Document extract:
--------------------

By Jeff Day
Over the past 5 years, the number of waterjet sold worldwide, both abrasive and pure water, has increased by an average of 18%. That growth is projected to continue for the foreseeable future. As more waterjets are purchased, current and new waterjet owners must look for ways to increase profitability. This article will attempt to point out a few ways that waterjet cutting can be more profitable. This article focuses on abrasive waterjet cutting.
Following is the typical representation of the breakdown of costs per hour for an abrasive waterjet, with abrasive being by far the largest portion of the cost.
Figure 1
While this is certainly true when looking at variable costs, when you consider fixed costs and labor costs, the picture changes dramatically.
Figure 2
With this more complete picture of costs associated with waterjet cutting, abrasive is still the largest cost-driver of waterjet cutting. Certainly anything that can be done to reduce abrasive consumption will have a great effect on cost per part. However, as an end-user, you can also focus on the other big factors: labor and the fixed costs of depreciation, interest and overhead.
Using a smaller water nozzle/abrasive nozzle combination can reduce abrasive consumption dramatically. Generally people will cut with a 0.014” water nozzle and a 0.040” or 0.043” abrasive nozzle and use anywhere from 1.2 to 2 pounds of abrasive per minute. By using a 0.010”/0.030”, abrasive consumption can be reduced to about 0.75 – 0.9 lb/min.

--------------------

Listed records:
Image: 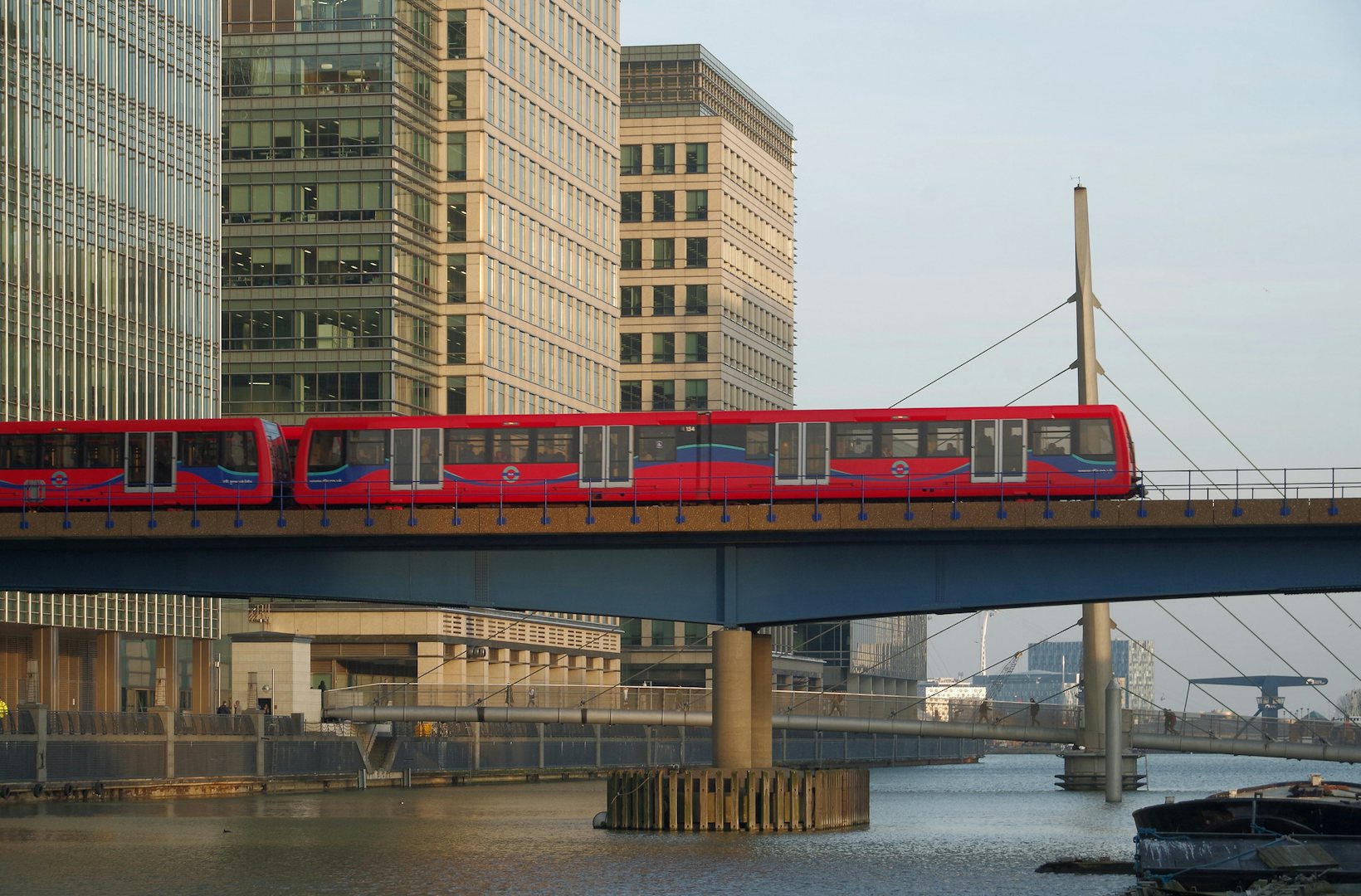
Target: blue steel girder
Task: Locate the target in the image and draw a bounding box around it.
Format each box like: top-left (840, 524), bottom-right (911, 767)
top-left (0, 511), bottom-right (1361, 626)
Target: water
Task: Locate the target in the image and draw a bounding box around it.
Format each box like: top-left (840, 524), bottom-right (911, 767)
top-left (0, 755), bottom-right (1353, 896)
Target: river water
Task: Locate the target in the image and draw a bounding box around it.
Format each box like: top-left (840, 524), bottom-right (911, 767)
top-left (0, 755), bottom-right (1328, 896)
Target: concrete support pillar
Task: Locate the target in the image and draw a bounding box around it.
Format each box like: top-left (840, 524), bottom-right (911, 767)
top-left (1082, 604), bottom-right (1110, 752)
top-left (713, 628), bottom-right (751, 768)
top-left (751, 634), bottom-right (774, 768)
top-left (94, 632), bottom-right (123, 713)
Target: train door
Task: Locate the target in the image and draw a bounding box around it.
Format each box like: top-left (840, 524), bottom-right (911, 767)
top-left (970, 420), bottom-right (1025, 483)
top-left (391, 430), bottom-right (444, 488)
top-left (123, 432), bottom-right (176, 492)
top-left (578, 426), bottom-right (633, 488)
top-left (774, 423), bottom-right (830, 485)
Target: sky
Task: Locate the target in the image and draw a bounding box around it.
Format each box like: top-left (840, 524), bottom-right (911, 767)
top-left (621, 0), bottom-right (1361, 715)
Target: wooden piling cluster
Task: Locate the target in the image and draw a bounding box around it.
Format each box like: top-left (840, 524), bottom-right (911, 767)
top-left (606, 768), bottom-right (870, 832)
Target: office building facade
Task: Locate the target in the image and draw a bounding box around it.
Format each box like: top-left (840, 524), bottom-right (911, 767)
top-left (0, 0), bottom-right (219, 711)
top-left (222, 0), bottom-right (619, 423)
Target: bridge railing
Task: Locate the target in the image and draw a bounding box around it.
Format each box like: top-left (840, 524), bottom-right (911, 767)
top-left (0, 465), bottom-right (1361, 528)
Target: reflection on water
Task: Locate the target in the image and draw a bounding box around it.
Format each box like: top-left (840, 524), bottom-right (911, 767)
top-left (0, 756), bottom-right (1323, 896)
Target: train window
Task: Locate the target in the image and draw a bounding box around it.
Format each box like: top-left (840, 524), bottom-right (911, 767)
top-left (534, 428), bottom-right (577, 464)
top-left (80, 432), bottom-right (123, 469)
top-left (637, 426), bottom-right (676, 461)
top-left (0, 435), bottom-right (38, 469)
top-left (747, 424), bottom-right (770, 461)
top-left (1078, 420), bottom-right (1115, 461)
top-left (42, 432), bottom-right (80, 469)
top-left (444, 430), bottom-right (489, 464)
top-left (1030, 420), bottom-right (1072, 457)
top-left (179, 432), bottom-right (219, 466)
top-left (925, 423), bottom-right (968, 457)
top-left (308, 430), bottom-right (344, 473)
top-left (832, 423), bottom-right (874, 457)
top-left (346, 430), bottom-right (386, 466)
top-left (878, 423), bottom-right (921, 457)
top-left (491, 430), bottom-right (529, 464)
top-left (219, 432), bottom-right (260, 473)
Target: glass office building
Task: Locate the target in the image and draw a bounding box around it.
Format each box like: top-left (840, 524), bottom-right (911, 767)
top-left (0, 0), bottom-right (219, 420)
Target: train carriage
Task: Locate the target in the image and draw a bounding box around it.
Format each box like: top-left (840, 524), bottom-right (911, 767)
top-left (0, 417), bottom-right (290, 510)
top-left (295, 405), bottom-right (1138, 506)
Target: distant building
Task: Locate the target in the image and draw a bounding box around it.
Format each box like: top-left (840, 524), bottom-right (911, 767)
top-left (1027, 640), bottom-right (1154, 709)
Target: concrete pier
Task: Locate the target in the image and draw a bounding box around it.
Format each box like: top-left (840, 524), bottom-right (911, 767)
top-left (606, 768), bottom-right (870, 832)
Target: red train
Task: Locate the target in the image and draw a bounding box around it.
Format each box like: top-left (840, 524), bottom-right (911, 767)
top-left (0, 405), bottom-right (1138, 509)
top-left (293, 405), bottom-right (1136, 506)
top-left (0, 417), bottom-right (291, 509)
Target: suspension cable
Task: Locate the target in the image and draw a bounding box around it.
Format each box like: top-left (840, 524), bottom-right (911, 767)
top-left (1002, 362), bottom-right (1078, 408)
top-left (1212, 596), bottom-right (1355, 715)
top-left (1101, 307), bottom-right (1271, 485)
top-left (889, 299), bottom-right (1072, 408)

--------------------

Work instructions:
A – List every nozzle size given in the waterjet cutting article.
B – Copy the records from their first line up to and including the line with "top-left (0, 755), bottom-right (1353, 896)", omitting the pictures.
The records are unrelated to the waterjet cutting article.

Answers for the tasks:
A – 0.014”, 0.040”, 0.043”, 0.010”, 0.030”

B –
Image: 
Target: blue steel girder
Task: Locate the target in the image and draw a bounding box around it.
Format each box like: top-left (840, 524), bottom-right (911, 767)
top-left (0, 511), bottom-right (1361, 626)
Target: water
Task: Locate the target in the image and draw a bounding box around it.
Format each box like: top-left (840, 524), bottom-right (911, 767)
top-left (0, 755), bottom-right (1353, 896)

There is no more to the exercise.